What you have to do:
Extract the full listing verbatim and drop any pictures from your copy.

Task data:
────────────────────────────────────────

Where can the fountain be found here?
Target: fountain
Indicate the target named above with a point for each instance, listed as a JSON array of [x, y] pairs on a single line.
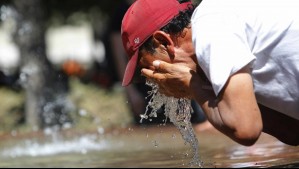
[[47, 108]]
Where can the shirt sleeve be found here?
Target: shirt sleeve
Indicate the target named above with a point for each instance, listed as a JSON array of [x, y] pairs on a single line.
[[221, 46]]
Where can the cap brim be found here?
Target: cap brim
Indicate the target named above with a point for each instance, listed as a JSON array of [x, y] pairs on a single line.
[[130, 69]]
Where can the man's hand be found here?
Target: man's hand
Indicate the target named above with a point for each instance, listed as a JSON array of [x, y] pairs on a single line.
[[173, 79]]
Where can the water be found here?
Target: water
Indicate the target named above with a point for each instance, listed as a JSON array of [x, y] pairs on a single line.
[[179, 113], [148, 147]]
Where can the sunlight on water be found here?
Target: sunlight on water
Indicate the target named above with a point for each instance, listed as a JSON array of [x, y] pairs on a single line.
[[56, 146], [179, 113]]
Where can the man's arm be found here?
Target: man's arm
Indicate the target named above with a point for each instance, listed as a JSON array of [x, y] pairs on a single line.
[[234, 112]]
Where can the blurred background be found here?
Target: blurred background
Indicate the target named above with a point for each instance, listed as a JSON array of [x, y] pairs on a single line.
[[61, 65]]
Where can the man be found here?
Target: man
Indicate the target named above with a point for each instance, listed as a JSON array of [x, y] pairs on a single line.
[[238, 59]]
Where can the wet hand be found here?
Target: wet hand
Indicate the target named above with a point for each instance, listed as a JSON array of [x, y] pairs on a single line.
[[173, 79]]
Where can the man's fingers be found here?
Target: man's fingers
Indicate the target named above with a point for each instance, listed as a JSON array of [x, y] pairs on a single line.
[[152, 74], [161, 66]]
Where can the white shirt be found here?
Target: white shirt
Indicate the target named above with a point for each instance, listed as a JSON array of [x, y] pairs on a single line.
[[231, 34]]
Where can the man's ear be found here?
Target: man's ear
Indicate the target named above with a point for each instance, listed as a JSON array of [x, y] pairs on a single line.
[[162, 38]]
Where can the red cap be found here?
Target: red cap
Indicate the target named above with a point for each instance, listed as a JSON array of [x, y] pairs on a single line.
[[141, 20]]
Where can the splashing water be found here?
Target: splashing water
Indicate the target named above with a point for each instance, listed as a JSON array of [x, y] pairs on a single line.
[[179, 113]]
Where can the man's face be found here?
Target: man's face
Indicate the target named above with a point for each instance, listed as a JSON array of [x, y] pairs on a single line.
[[146, 58]]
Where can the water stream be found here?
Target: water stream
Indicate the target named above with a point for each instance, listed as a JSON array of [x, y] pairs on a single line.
[[179, 113]]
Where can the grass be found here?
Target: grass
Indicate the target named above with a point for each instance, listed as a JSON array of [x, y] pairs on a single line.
[[94, 108]]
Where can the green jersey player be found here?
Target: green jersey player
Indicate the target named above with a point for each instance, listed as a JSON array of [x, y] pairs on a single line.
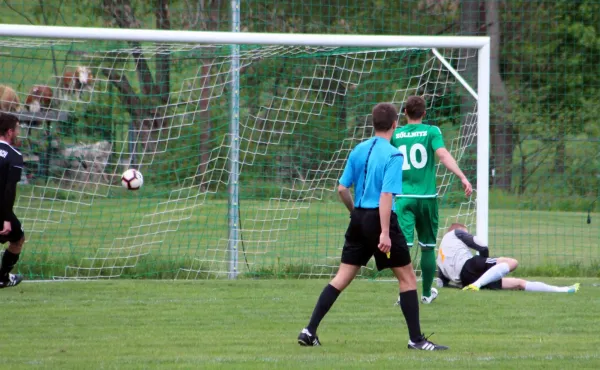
[[417, 207]]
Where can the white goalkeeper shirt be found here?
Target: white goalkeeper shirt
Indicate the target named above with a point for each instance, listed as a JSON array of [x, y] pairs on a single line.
[[455, 250]]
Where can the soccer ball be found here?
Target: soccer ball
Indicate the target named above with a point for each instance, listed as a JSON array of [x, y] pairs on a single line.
[[132, 179]]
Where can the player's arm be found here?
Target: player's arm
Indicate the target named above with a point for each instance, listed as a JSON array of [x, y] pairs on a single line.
[[450, 163], [473, 242], [346, 197], [10, 193], [346, 182], [437, 143]]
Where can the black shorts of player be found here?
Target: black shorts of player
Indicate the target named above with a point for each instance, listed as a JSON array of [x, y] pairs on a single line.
[[16, 232], [474, 268], [362, 239]]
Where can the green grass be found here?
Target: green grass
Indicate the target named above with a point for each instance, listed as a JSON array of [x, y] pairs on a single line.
[[253, 325]]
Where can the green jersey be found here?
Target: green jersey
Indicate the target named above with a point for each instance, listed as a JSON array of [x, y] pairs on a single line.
[[418, 143]]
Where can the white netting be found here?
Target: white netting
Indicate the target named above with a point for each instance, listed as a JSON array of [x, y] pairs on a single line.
[[305, 94]]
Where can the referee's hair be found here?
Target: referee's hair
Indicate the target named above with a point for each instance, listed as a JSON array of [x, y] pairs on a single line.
[[384, 116], [455, 226], [7, 122]]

────────────────────────────────────────

Solution below:
Where can the fountain be found here?
Target: fountain
Indicate the target named above with a point for each instance, listed as a JSON array of [x, y] pairs on a single line.
[[47, 108]]
Where can the shirt sleeve be found here?
Target: shirt sleeve
Indicate the target named above with a point for each instance, listed as a JSON array of [x, y] pairs on a single line.
[[221, 46]]
Where can the cap brim be found here?
Target: cap brim
Indicate the target named above with a point for each instance, listed as a JSON array of [x, y] pairs on a single line.
[[130, 69]]
Where can the man's hand be found here?
Target: man's hand
Indicate the target named above with a point for each instance, listed as a JSON array of [x, y] pairs on a single line.
[[173, 79]]
Where can the water be found here?
Target: water
Indicate the target named above with a point for each instance, listed as a JSON array of [x, y] pairs on a single line.
[[179, 113], [148, 147]]
Where can the sunlight on water be found here?
Target: sunlight on water
Indicate the target named above with a point for each instance, listed as a JSON array of [x, y] pairs on a single line.
[[56, 146], [179, 113]]
Where can the man's arm be found here?
Target: man's arm
Indicate the target named above with a point for each instance, listed as a JSON array of [x, y] pairs on a single line.
[[234, 112]]
Where can the blurred background be found here?
Target: blurred background
Indicate the target named above with a point for each instance, listed as a JSON array of [x, y] pairs on a single line.
[[61, 65]]
Where can the man be found here?
Target: man
Indicate the target named above with a point for each instance, listed as a JSON array of [x, y] pairs on a single line.
[[238, 59]]
Where can the wet hand be found here?
Target: wet hand
Indicate the target named above with a point for each instance, listed as a JSON array of [x, y] pairs on a single line.
[[173, 79]]
Where can the man's fingers be found here?
Target: man's fingers
Indicate the target named above with a point for each instance, listed as a JSON array of [x, y] pairs on a single line.
[[152, 74], [161, 66]]
Where can the white shirt be found here?
Target: white shirt
Indicate the target named above with a point for each instance, listed as a JSON array of [x, y] pairs on a single line.
[[231, 34]]
Where can the man's ear be found here?
Target: man's ear
Indicate the target named above with a point for each instance, listed as a JSON array of [x, y] pairs on a single line.
[[162, 38]]
Where can the red cap be found here?
Target: red cap
Indicate the target named above with a point for each instance, listed as a JSON array of [x, y] pairs on a single line.
[[141, 20]]
Where can the splashing water be found here?
Target: splashing water
Indicate the target named above with a point for each instance, listed as a JSON array of [x, y] pairs on a single line.
[[179, 113]]
Where can the man's face be found here?
Target: man's face
Indicate the target named above with a point for each instance, listed as a JSON array of [x, y] pairs on a single line.
[[146, 58]]
Where can the water stream be found here?
Target: water stream
Indicate the target named above with a point for each instance, listed as a JSON array of [x, y] pairs on a single line.
[[179, 113]]
Where can the grass be found here?
Target: grass
Indicate the target named above with a point for each instance, listed as a JSON array of [x, y] pairs on a single line.
[[94, 108]]
Where can the green jersey player be found here?
Target: green jersey player
Indicate the target named above with a point for each instance, listed as a JSON array of [x, y] pairs on a single line.
[[417, 207]]
Where can the white goalkeeper shirt be found here?
Target: white goalkeeper shirt
Indicate the target named above with a point for each instance, listed as a JSON array of [x, y] pairs on a single line.
[[455, 250]]
Where can the soccer ball be found here?
Target: soccer ball
Indicate the target named above with a point for each instance, listed as a JSON array of [x, y] pairs on a single line.
[[132, 179]]
Where can the player's arm be found here?
Target: player's arm
Indicate the target named above with a point for each instance, listed as a JSON array of [x, y] pairs on a single line.
[[450, 163], [473, 242], [346, 197], [10, 193], [346, 182], [437, 143]]
Where can the black shorts of player be found here?
Target: black shorts of player
Indicate the target named above with a point for each instance, listed as a JSON array of [x, y] pairs on a single line.
[[16, 232], [474, 268], [362, 239]]
Where can the green grass be found here?
Target: green grass
Indicate the target named above with a point for each instance, listed as a JSON array of [x, y] pairs on a single line.
[[253, 325]]
Where can the green jersey be found here?
Target: green jersey
Indicate the target named above with a point for each instance, listed as a JSON array of [x, y] pairs on a single line.
[[418, 143]]
Where can the white netting be found here?
Target: white netting
Indicate the target named above with a point for each instance, listed as a JSON array of [x, y] pairs on a single line.
[[305, 94]]
Where can the referee's hair be found here?
Target: referee's hair
Indicate the target named above with a point for each instance, listed as a JSON array of [x, y] pairs on a single line.
[[384, 116], [455, 226], [7, 122]]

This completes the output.